● What to do
Return the data below exactly, minus the pictures.

[Start of Attachment]

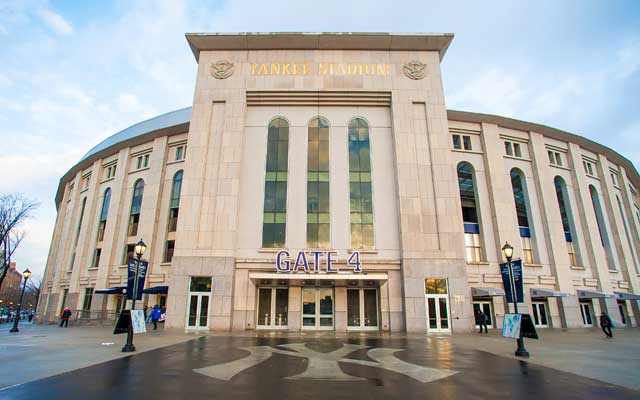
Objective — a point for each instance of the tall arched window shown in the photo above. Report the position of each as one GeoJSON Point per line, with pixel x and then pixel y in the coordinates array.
{"type": "Point", "coordinates": [103, 214]}
{"type": "Point", "coordinates": [360, 194]}
{"type": "Point", "coordinates": [136, 204]}
{"type": "Point", "coordinates": [627, 233]}
{"type": "Point", "coordinates": [174, 206]}
{"type": "Point", "coordinates": [567, 217]}
{"type": "Point", "coordinates": [520, 198]}
{"type": "Point", "coordinates": [318, 184]}
{"type": "Point", "coordinates": [602, 229]}
{"type": "Point", "coordinates": [274, 220]}
{"type": "Point", "coordinates": [469, 212]}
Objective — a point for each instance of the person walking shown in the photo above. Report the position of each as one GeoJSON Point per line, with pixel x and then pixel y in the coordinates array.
{"type": "Point", "coordinates": [481, 320]}
{"type": "Point", "coordinates": [606, 324]}
{"type": "Point", "coordinates": [64, 317]}
{"type": "Point", "coordinates": [156, 313]}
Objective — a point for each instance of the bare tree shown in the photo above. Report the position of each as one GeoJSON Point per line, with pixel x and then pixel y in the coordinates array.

[End of Attachment]

● Output of the exercise
Objective — a point for each instance of the tall arched window shown in the photo above. Report the position of each as one GeoJSON Point per line, with pixel x and then pixel y in the coordinates array.
{"type": "Point", "coordinates": [103, 214]}
{"type": "Point", "coordinates": [360, 194]}
{"type": "Point", "coordinates": [136, 204]}
{"type": "Point", "coordinates": [627, 233]}
{"type": "Point", "coordinates": [174, 206]}
{"type": "Point", "coordinates": [567, 217]}
{"type": "Point", "coordinates": [520, 198]}
{"type": "Point", "coordinates": [318, 184]}
{"type": "Point", "coordinates": [602, 229]}
{"type": "Point", "coordinates": [274, 220]}
{"type": "Point", "coordinates": [469, 212]}
Objective — a point for each instance of the person walking shown in the photo above. Report the position of each as one GeoJSON Point per line, with pixel x and then pixel y in the coordinates array.
{"type": "Point", "coordinates": [481, 320]}
{"type": "Point", "coordinates": [606, 324]}
{"type": "Point", "coordinates": [64, 317]}
{"type": "Point", "coordinates": [156, 313]}
Objective — a point for each instance of the bare tree shown in the photo above. Report the position of each as one GeoJSON Point per line, with pixel x and then pixel y in the coordinates array.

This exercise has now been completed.